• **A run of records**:
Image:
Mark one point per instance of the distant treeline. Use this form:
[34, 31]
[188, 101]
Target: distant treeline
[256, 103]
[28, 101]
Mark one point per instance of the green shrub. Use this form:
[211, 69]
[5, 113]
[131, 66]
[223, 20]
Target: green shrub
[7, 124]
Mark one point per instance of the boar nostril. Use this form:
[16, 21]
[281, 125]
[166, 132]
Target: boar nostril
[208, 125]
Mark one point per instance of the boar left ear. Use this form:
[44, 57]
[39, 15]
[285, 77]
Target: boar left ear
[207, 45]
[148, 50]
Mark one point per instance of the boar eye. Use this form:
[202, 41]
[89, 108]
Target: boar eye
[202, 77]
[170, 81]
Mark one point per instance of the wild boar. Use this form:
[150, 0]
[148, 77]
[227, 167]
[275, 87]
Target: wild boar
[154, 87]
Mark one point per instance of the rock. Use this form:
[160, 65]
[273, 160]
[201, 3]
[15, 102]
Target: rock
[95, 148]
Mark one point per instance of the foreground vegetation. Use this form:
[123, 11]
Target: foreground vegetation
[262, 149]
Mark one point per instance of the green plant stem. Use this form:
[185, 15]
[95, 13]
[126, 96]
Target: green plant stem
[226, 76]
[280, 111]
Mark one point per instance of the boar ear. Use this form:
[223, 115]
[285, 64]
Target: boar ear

• **The problem**:
All of the entries above must be quoted exactly.

• **Output below**:
Image:
Mark one point per instance of the distant treeline. Use this form:
[34, 31]
[188, 101]
Target: distant treeline
[256, 103]
[28, 101]
Mark one point per instance of the green shrub. Use this form:
[211, 69]
[5, 113]
[131, 66]
[223, 20]
Target: green shrub
[7, 124]
Mark one point per instance of the boar nostril. Use this form:
[16, 21]
[281, 125]
[166, 132]
Target: boar nostril
[208, 125]
Mark one point per instance of the boar left ear. Use this form:
[44, 57]
[39, 15]
[285, 77]
Target: boar left ear
[207, 45]
[148, 50]
Mark one point per instance of the boar eye. Use this form:
[202, 41]
[89, 108]
Target: boar eye
[202, 77]
[170, 81]
Mark one point per instance of the wild boar. Use this form:
[150, 0]
[148, 77]
[227, 167]
[275, 87]
Target: wild boar
[154, 87]
Mark one point per instance of the rock. Use this form:
[160, 65]
[273, 160]
[201, 3]
[15, 102]
Target: rock
[95, 148]
Mark one point per instance of the foreground vegetation. Use this form:
[123, 11]
Target: foreground vegetation
[262, 149]
Mark one point per instance of the green plant stem. Use this form:
[185, 15]
[95, 13]
[126, 96]
Target: green plant stem
[226, 76]
[280, 111]
Mark one point per instance of the boar ear. Use this form:
[223, 115]
[285, 64]
Target: boar ear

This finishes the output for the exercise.